- [Extrait du document]
Quatre heures du matin la teuf-teuf mobile s'arrête devant la maison. Salsa frétille de la queue. S'est amusée comme une folle sur la pelouse et s'est faite carresser par des dizaines de mains câlineuses. Me regarde en coin. Pas besoin d'aboyer j'ai compris la question : «  Rockxerre Gomina IV, c'est pour quand ? » Puis elle a ajouté, vaguement condescendante : «  Je dois avouer que les Jallies ont du chien. »

 

Damie Chad

 

 

CROCKROCKDISC !

 

 

 

THE BLACK PRINTS

 

 

How Much / There's Rock'n'Roll On The Radio / My Chick's Is Punky Doll / That's Life Baby / Two Tones Shoes / Go Back / Blue Jean Girl / Rockin' Truck / Rock'n'Roll Blues / 100 % Rockabilly.

 

Olivier Clement : gt, v / Thierry Clement : p / Jean-François Marinello : b / Yann Leignel : d

 

 

Magnifique objet. De quoi en être vert de jalousie. Me suis demandé à quel artiste les Black Prints avaient confié la pochette, mais c'est Yann qui s'y est mis tout seul. N'est pas tombé dans le piège nostalgie fifty vintage, a pondu un ovni graphique du vingt et unième siècle, simplicité des formes et impactage foudroyant. A l'intérieur, c'est encore plus beau. Unité conceptuelle de l'ensemble, toute la différence entre le dessin qui tend à reproduire le monde et le dessein qui tente d'en infléchir le sens.

 

 

Genre de truc que les groupes rockab qui ont l'intention de sortir un CD dans les mois qui viennent ont intérêt à étudier, risque d'agir comme la datation au carbone, coup de vieux sur les images pieuses de la répétition sempiternelles des clichés des temps passés.

 

 

Veux bien croire que vous soyez davantage intéressés par la musique que par l'art pictural. Sous le sapin de Noël il arrive souvent que le papier d'emballage soit plus beau que la cravate qu'il contient...

- [Données recueillies]

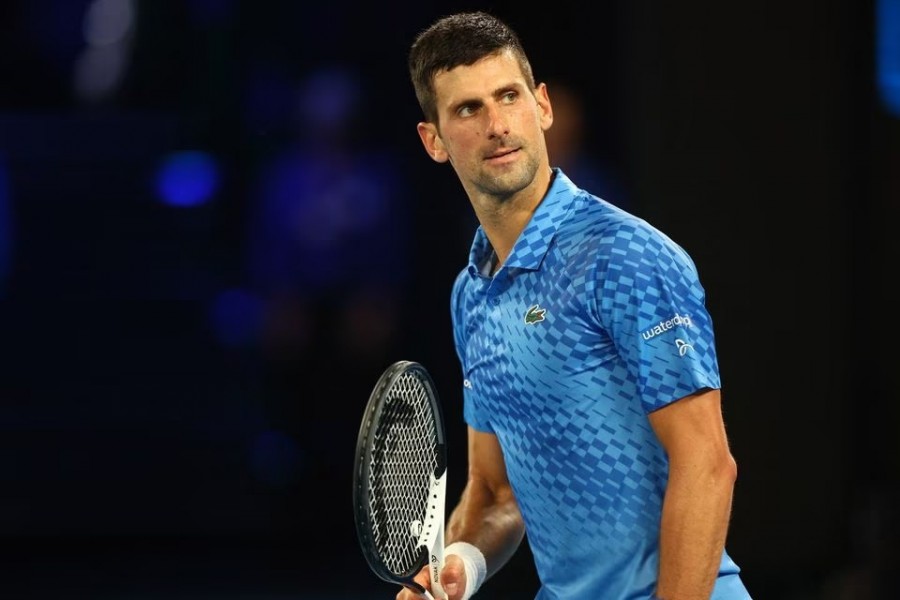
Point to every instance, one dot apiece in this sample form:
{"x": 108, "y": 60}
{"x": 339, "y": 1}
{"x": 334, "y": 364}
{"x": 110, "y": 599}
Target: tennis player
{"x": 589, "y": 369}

- [Consigne] Poursuivez la chronique sur le disque des Black Prints en reprenant juste après sa dernière phrase.

- [Réponse]
Enregistrer un disque est un instant de vérité pour n'importe quel groupe, mais encore plus pour les combos de rockab qui sont écrasés par l'héritage encombrant parce que quelque part indépassable qu'ils s'acharnent à transmettre pour raisons autant hommagiales que organiques, sous forme de sacro-saintes reprises que parfois l'on exhume comme de précieuses reliques.

 

 

Les Black Prints ont sauté le pas. CD de dix morceaux originaux. La moindre des exigences si l'on veut laisser une trace dans l'histoire du rock'n'roll déjà bien encombrée. Ne reste plus qu'à appuyer sur la touche play...

 

 

Ca commence par du rock'n'roll et ça finit par du rock'n'roll, et entre les deux, faites la grimace si vous n'aimez pas cela, il n'y a que du rock'n'roll. Désolé pour les répétitions, mais c'est l'exacte réalité de ce CD. Premier conseil, c'est écrit au dos de la couve et il faut le suivre, play it loud ! N'hésitez pas à réveiller le bébé de la voisine, de toutes les façons vous ne l'entendrez pas pleurer. Deuxième conseil : écoutez et laisser venir à vous les anges noirs du rock'n'roll. Vont vous entraîner dans une méchante sarabande.

 

 

Du début à la fin, ça file à la vitesse d'une locomotive, droit devant et sans jamais s'arrêter. Et quand ça stoppe vous remettez à la case départ. Dix titres et pas le temps de s'ennuyer. Non pas parce que la vitesse vous emporte mais parce toutes les trente secondes il se passe quelque chose. C'est construit comme une espèce d'oratorio de soli qui se suivent sans se ressembler. Toujours surprenants, montés comme des plans de cinéma d'action que l'on raccourcit au maximum pour vous propulser au coeur du combat et vous surprendre à tout moment.

 

 

Foisonnant de partout, entre la basse reptitlienne qui rampe et ondule sur le sol, la batterie amphionéenne qui édifie des tours de guet, les percus qui assurent les giboulées de neige et les guitares folles qui cavalent dans tous les sens, vous êtes sans arrêt sur le qui-vive, énervé à l'idée que vous pourriez laisser passer un épisode devant tant de profusion. Marche triomphale et héroïque, pas de temps mort, pas de pont que l'on franchit pépère sans se mouiller les pieds, mais des escarmouches à tous les gués qui se présentent. Pas pour rien que l'on a appelé Thierry Credaro et Tonny Marlow en renfort. Et la voix d'Olivier qui mène l'assaut.

 

 

La totale. La carrosserie et le moteur. A explosions. Les Black Prints ont frappé très fort. Un disque qui envoie un grand coup de fouet dans la fourmilière du frenck rockab. Une empreinte noire que l'on n'est pas prêt d'oublier.

 

 

Attention : pour les collectionneurs le disque sera bientôt disponible en vinyl 25 cm.

 

 

Damie Chad.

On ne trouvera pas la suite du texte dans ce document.